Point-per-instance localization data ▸
▬▬▬▬▬▬

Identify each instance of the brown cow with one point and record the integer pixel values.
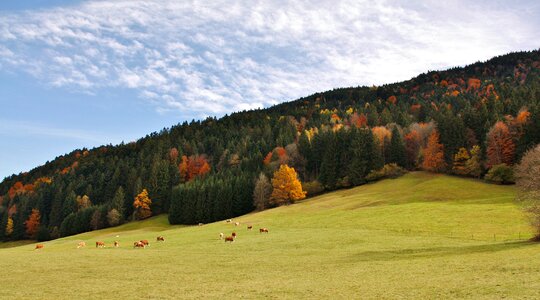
(139, 244)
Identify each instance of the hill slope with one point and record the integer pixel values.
(332, 139)
(420, 236)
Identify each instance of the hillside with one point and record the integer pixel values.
(465, 121)
(418, 236)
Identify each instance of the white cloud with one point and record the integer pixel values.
(18, 128)
(219, 56)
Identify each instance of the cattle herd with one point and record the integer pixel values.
(144, 243)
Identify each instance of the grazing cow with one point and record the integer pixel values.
(139, 244)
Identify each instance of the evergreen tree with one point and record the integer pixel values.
(328, 174)
(397, 149)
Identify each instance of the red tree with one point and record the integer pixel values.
(501, 147)
(32, 223)
(434, 154)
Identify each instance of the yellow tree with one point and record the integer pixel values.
(32, 224)
(434, 154)
(9, 227)
(286, 186)
(142, 205)
(460, 159)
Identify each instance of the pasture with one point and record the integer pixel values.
(420, 236)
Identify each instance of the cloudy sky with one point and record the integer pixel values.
(79, 74)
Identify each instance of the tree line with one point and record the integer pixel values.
(475, 121)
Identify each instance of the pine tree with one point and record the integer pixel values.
(262, 192)
(361, 146)
(473, 166)
(397, 148)
(118, 201)
(328, 173)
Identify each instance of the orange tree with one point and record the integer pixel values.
(286, 186)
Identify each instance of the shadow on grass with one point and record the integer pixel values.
(406, 254)
(6, 245)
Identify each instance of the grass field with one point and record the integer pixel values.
(421, 236)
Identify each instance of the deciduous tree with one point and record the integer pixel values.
(501, 147)
(434, 154)
(527, 175)
(286, 186)
(32, 224)
(142, 205)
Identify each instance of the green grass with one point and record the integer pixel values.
(420, 236)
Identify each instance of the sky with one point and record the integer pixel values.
(77, 74)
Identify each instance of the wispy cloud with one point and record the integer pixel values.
(220, 56)
(33, 130)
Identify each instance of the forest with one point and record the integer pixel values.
(474, 121)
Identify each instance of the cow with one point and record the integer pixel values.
(139, 244)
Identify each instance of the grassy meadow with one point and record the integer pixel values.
(420, 236)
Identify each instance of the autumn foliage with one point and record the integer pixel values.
(142, 205)
(195, 165)
(501, 147)
(434, 154)
(9, 227)
(32, 224)
(286, 186)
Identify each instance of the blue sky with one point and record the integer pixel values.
(79, 74)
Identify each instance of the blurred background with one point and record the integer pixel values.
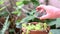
(15, 12)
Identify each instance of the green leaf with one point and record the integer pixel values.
(19, 3)
(2, 8)
(1, 1)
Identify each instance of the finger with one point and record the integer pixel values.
(45, 17)
(41, 7)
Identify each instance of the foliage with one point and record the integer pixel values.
(30, 27)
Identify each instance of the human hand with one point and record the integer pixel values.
(52, 12)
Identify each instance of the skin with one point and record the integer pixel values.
(52, 12)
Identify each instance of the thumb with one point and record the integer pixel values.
(45, 16)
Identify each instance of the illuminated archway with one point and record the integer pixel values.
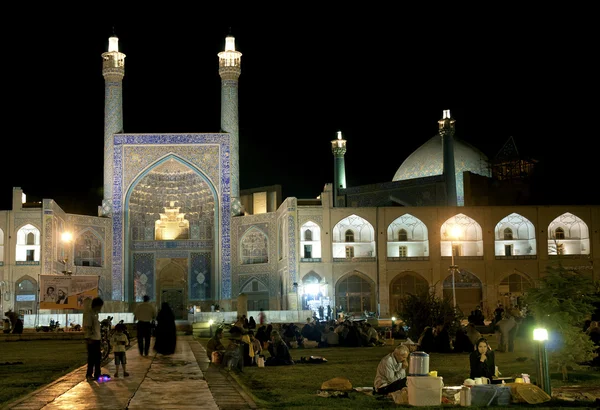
(354, 293)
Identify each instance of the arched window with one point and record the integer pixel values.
(403, 286)
(402, 235)
(354, 294)
(308, 235)
(255, 247)
(349, 236)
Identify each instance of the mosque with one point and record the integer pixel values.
(174, 224)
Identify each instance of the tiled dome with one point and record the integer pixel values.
(427, 161)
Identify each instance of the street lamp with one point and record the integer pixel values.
(67, 237)
(541, 335)
(454, 234)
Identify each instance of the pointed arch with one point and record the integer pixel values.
(514, 236)
(461, 236)
(27, 246)
(88, 248)
(354, 291)
(568, 235)
(310, 241)
(353, 236)
(257, 293)
(513, 287)
(170, 179)
(404, 284)
(26, 295)
(407, 237)
(254, 246)
(468, 287)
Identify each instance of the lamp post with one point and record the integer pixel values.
(454, 234)
(67, 237)
(541, 336)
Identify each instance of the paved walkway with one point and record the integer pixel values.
(184, 380)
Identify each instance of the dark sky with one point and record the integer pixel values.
(380, 76)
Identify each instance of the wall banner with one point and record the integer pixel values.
(67, 292)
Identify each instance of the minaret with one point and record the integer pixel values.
(446, 126)
(230, 69)
(113, 71)
(338, 147)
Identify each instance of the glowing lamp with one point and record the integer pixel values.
(540, 334)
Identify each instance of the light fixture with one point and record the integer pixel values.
(540, 334)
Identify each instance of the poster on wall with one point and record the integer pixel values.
(67, 292)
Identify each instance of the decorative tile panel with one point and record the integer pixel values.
(134, 153)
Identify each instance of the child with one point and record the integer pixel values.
(119, 340)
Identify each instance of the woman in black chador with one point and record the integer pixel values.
(166, 332)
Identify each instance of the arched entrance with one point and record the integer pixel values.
(468, 290)
(512, 289)
(172, 287)
(354, 294)
(405, 284)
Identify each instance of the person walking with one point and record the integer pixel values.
(166, 330)
(144, 313)
(91, 329)
(262, 317)
(119, 341)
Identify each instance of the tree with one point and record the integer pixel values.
(426, 309)
(561, 303)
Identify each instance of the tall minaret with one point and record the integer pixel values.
(446, 126)
(230, 70)
(338, 147)
(113, 71)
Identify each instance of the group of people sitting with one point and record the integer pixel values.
(393, 368)
(245, 348)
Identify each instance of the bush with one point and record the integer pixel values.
(426, 309)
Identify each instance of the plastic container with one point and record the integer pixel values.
(424, 390)
(483, 395)
(419, 364)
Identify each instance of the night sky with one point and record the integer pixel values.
(382, 77)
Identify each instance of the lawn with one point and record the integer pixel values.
(297, 386)
(25, 366)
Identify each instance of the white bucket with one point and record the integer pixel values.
(424, 390)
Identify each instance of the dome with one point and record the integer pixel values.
(427, 161)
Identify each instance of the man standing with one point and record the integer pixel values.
(91, 329)
(144, 313)
(391, 371)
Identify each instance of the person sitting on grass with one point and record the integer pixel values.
(214, 344)
(482, 360)
(391, 371)
(279, 351)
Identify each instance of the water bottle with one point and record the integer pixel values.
(465, 396)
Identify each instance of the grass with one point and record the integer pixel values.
(44, 361)
(28, 365)
(297, 386)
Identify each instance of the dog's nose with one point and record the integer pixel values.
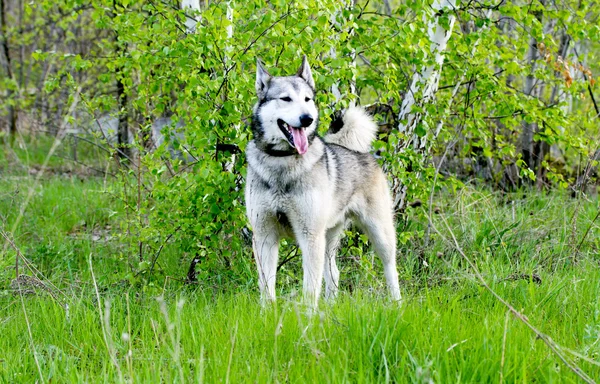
(306, 120)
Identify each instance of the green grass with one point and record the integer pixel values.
(448, 329)
(450, 333)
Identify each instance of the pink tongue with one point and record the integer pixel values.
(300, 140)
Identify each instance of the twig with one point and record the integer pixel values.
(503, 347)
(554, 347)
(586, 233)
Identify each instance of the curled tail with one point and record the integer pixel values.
(355, 130)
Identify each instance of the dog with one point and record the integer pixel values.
(308, 187)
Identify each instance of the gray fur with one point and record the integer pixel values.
(312, 196)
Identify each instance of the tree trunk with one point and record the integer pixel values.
(12, 112)
(426, 80)
(123, 127)
(192, 17)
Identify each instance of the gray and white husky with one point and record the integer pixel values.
(307, 187)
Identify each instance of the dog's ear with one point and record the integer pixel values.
(262, 80)
(305, 73)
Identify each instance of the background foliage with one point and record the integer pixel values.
(515, 106)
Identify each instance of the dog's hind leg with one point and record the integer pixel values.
(331, 272)
(266, 253)
(313, 262)
(379, 225)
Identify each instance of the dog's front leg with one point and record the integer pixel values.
(313, 262)
(266, 252)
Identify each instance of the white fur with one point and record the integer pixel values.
(358, 132)
(306, 189)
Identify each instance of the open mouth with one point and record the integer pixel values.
(296, 136)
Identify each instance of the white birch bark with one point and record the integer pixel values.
(192, 8)
(335, 89)
(425, 82)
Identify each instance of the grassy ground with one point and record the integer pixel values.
(95, 327)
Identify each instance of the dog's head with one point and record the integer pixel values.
(285, 115)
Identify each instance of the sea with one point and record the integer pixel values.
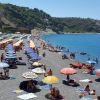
(77, 43)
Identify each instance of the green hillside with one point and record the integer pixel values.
(14, 18)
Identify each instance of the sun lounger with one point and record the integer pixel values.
(27, 96)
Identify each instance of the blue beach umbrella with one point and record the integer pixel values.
(86, 98)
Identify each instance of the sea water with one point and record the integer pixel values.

▬▬▬▬▬▬

Aim of the task ▸ Only the lines from the one containing "Identify each instance of the dog's hind" through the last line of the entries above belong in the copy; reproduce them exactly and drop every picture.

Output of the exercise ▸
Identify each instance of the dog's hind leg with one point and record the integer pixel values.
(331, 272)
(266, 253)
(313, 262)
(379, 225)
Identify each instance of the dog's front leg with one point and record the integer pixel values.
(313, 262)
(266, 252)
Identify each instance of the white fur with one point and record the integer pixel values.
(358, 132)
(306, 189)
Identify each instance of the open mouth with one point and record the integer pixel values.
(296, 136)
Identify each instance of the white birch bark with one point and record the integer pixel values.
(192, 8)
(335, 89)
(425, 82)
Identify each instance of the grassy ground with one point and record the integer pixel values.
(95, 327)
Identify each instance of the dog's head with one point and record the integer pixel values.
(285, 115)
Identify each instance of the sea with one point and record the integer pixel values.
(77, 43)
Identify each instance of the green hillside with one point and record the integer pixel values.
(14, 18)
Identify each instance of the sun lounger with one point and record the integer pixel values.
(27, 96)
Identify each instance of the blue beach umbrella with one point and record the integer pixel values.
(86, 98)
Identify each instance of the sea water with one point and record the integer pixel values.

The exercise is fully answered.